*What you should do*:
Will you quote only the lines starting at the one that contains "Each instance of the backpack gets" and ending with the last line of the listing below, inclusive?

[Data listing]
—————

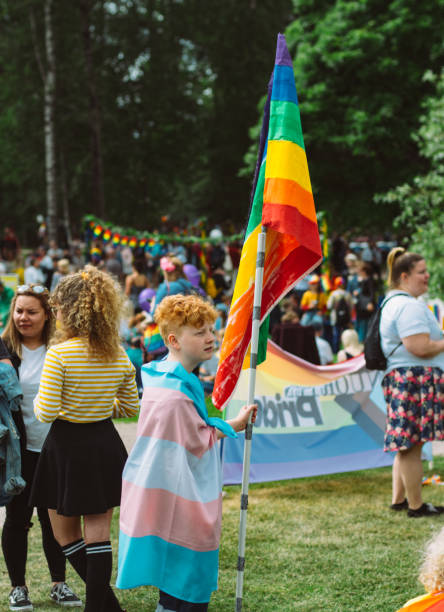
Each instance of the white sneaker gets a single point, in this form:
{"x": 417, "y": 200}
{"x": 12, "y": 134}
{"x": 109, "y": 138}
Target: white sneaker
{"x": 19, "y": 599}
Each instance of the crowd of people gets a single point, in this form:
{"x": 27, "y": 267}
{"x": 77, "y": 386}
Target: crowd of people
{"x": 341, "y": 296}
{"x": 78, "y": 367}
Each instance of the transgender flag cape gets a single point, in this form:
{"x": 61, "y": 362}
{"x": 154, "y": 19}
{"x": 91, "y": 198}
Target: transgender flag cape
{"x": 170, "y": 514}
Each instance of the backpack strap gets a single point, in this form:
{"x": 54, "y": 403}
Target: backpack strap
{"x": 384, "y": 302}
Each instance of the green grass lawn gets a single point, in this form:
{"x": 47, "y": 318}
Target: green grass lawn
{"x": 316, "y": 544}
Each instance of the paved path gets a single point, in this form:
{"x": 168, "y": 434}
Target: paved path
{"x": 127, "y": 432}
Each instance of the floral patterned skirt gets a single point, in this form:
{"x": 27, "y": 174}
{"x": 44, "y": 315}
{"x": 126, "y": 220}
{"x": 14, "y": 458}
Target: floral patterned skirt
{"x": 415, "y": 406}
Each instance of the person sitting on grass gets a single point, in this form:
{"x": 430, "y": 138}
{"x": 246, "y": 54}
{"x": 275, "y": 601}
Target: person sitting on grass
{"x": 171, "y": 507}
{"x": 431, "y": 575}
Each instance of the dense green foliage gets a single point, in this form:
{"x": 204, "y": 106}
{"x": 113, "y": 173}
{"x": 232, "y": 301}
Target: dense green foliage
{"x": 358, "y": 69}
{"x": 421, "y": 200}
{"x": 155, "y": 99}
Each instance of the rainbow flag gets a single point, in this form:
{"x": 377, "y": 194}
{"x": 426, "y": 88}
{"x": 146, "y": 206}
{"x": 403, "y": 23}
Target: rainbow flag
{"x": 432, "y": 602}
{"x": 282, "y": 200}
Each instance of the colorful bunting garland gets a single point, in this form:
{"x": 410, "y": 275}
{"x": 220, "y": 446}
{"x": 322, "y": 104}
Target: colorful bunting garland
{"x": 133, "y": 238}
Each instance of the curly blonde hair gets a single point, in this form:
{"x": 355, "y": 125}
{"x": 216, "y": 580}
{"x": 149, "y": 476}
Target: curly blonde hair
{"x": 90, "y": 302}
{"x": 176, "y": 311}
{"x": 398, "y": 261}
{"x": 431, "y": 573}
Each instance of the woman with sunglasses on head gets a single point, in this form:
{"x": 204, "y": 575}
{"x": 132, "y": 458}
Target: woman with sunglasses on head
{"x": 87, "y": 379}
{"x": 26, "y": 337}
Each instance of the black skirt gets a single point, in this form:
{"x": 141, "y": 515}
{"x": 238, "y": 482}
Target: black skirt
{"x": 80, "y": 468}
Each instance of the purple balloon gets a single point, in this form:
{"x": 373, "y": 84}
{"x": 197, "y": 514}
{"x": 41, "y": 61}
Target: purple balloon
{"x": 192, "y": 274}
{"x": 145, "y": 298}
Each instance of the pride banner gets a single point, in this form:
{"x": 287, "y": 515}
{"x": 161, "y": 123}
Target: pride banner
{"x": 311, "y": 420}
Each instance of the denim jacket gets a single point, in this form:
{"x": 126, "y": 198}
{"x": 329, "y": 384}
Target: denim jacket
{"x": 11, "y": 481}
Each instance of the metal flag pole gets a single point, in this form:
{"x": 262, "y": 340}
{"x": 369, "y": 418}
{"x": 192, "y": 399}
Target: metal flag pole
{"x": 257, "y": 300}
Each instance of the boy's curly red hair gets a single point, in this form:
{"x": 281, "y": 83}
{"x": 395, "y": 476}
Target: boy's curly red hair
{"x": 176, "y": 311}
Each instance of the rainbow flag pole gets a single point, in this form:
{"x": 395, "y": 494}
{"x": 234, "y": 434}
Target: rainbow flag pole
{"x": 281, "y": 246}
{"x": 255, "y": 328}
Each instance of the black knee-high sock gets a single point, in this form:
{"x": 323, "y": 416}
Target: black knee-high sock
{"x": 75, "y": 552}
{"x": 99, "y": 595}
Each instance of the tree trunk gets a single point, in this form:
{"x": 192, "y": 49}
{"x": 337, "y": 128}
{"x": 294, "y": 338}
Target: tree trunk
{"x": 94, "y": 113}
{"x": 49, "y": 125}
{"x": 65, "y": 200}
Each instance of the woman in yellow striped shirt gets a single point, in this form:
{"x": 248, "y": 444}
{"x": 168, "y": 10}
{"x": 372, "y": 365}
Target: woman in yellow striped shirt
{"x": 87, "y": 379}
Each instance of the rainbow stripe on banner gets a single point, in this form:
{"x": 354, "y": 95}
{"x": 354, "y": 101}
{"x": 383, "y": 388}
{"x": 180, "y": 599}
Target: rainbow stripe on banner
{"x": 311, "y": 420}
{"x": 282, "y": 201}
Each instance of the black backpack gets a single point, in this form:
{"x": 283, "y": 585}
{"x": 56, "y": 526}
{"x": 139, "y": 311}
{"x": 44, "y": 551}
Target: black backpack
{"x": 374, "y": 357}
{"x": 342, "y": 312}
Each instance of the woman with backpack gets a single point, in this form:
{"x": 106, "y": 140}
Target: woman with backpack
{"x": 413, "y": 343}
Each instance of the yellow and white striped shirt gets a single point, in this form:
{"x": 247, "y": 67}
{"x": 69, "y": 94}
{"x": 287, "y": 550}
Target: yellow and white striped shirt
{"x": 79, "y": 389}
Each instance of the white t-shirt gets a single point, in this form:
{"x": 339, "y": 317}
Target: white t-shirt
{"x": 30, "y": 372}
{"x": 324, "y": 350}
{"x": 405, "y": 316}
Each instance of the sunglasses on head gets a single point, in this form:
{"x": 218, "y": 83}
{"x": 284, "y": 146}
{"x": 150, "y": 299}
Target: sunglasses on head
{"x": 37, "y": 289}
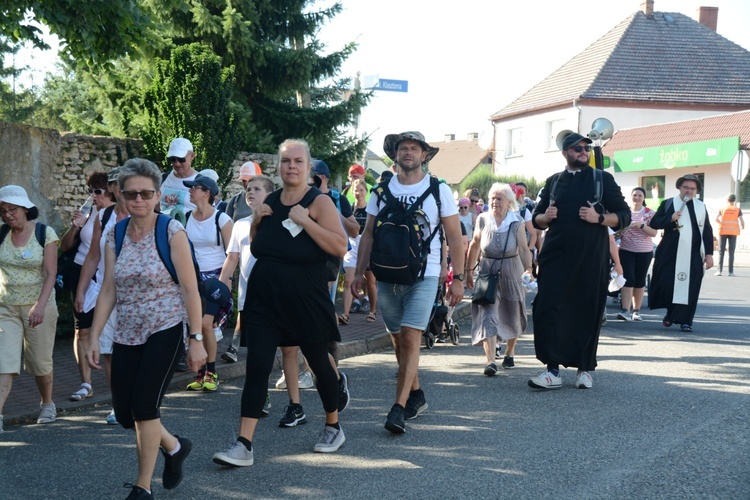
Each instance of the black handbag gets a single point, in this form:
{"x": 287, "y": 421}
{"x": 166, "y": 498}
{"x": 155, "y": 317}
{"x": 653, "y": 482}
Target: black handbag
{"x": 485, "y": 289}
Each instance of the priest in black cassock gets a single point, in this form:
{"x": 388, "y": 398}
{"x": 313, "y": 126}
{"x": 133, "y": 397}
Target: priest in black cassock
{"x": 685, "y": 249}
{"x": 574, "y": 264}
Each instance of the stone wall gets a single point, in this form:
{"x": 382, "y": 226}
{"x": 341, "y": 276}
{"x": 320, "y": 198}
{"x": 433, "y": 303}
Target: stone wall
{"x": 53, "y": 166}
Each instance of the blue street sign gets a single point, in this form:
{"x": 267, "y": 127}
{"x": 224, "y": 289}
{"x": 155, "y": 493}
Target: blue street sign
{"x": 393, "y": 85}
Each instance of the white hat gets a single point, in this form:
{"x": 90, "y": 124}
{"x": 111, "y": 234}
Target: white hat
{"x": 211, "y": 174}
{"x": 179, "y": 147}
{"x": 15, "y": 195}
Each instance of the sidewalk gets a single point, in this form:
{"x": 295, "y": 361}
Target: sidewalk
{"x": 357, "y": 338}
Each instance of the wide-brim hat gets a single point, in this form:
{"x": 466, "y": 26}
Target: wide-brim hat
{"x": 15, "y": 195}
{"x": 689, "y": 177}
{"x": 391, "y": 142}
{"x": 205, "y": 182}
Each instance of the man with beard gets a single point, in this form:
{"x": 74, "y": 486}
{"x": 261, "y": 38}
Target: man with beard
{"x": 686, "y": 247}
{"x": 406, "y": 308}
{"x": 576, "y": 207}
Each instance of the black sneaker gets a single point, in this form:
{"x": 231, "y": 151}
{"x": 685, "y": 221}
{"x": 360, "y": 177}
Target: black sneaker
{"x": 231, "y": 355}
{"x": 415, "y": 405}
{"x": 293, "y": 415}
{"x": 343, "y": 391}
{"x": 172, "y": 475}
{"x": 137, "y": 493}
{"x": 395, "y": 420}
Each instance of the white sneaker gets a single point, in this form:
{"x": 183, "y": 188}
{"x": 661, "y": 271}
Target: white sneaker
{"x": 305, "y": 380}
{"x": 48, "y": 414}
{"x": 584, "y": 381}
{"x": 329, "y": 440}
{"x": 546, "y": 380}
{"x": 237, "y": 455}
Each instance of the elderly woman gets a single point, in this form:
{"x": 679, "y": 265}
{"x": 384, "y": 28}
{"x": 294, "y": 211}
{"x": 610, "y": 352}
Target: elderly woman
{"x": 28, "y": 312}
{"x": 209, "y": 230}
{"x": 500, "y": 238}
{"x": 152, "y": 313}
{"x": 92, "y": 275}
{"x": 287, "y": 300}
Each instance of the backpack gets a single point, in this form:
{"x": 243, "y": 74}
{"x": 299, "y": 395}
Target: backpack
{"x": 399, "y": 249}
{"x": 216, "y": 221}
{"x": 40, "y": 231}
{"x": 161, "y": 235}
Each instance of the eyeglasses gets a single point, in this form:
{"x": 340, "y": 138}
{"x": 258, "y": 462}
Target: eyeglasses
{"x": 145, "y": 195}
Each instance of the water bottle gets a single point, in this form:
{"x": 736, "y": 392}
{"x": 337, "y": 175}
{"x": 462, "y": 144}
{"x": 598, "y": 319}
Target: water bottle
{"x": 87, "y": 206}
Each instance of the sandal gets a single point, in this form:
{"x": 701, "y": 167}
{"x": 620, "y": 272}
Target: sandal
{"x": 85, "y": 391}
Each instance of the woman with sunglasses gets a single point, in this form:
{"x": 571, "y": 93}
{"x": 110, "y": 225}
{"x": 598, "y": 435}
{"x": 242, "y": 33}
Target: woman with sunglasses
{"x": 81, "y": 233}
{"x": 151, "y": 330}
{"x": 28, "y": 312}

—————

*Answer to the task*:
Each instance of the backpack gets a single point, in this form:
{"x": 243, "y": 74}
{"x": 299, "y": 395}
Target: backpack
{"x": 399, "y": 249}
{"x": 216, "y": 221}
{"x": 40, "y": 231}
{"x": 161, "y": 235}
Each instance of the eyeglasses gets a single point, in this form:
{"x": 340, "y": 138}
{"x": 258, "y": 462}
Target: eyeglasses
{"x": 145, "y": 195}
Each instance of the water bottle gets a single point, in this form:
{"x": 736, "y": 392}
{"x": 337, "y": 175}
{"x": 462, "y": 144}
{"x": 598, "y": 319}
Target: water bottle
{"x": 87, "y": 206}
Each instance of the sandal gets a single point, in this form:
{"x": 701, "y": 167}
{"x": 620, "y": 272}
Target: sandal
{"x": 85, "y": 391}
Each instance of the woman with sunglasses gets a single point, in this form:
{"x": 571, "y": 93}
{"x": 110, "y": 225}
{"x": 598, "y": 435}
{"x": 242, "y": 33}
Target: woman with sunglasses
{"x": 81, "y": 233}
{"x": 151, "y": 330}
{"x": 28, "y": 312}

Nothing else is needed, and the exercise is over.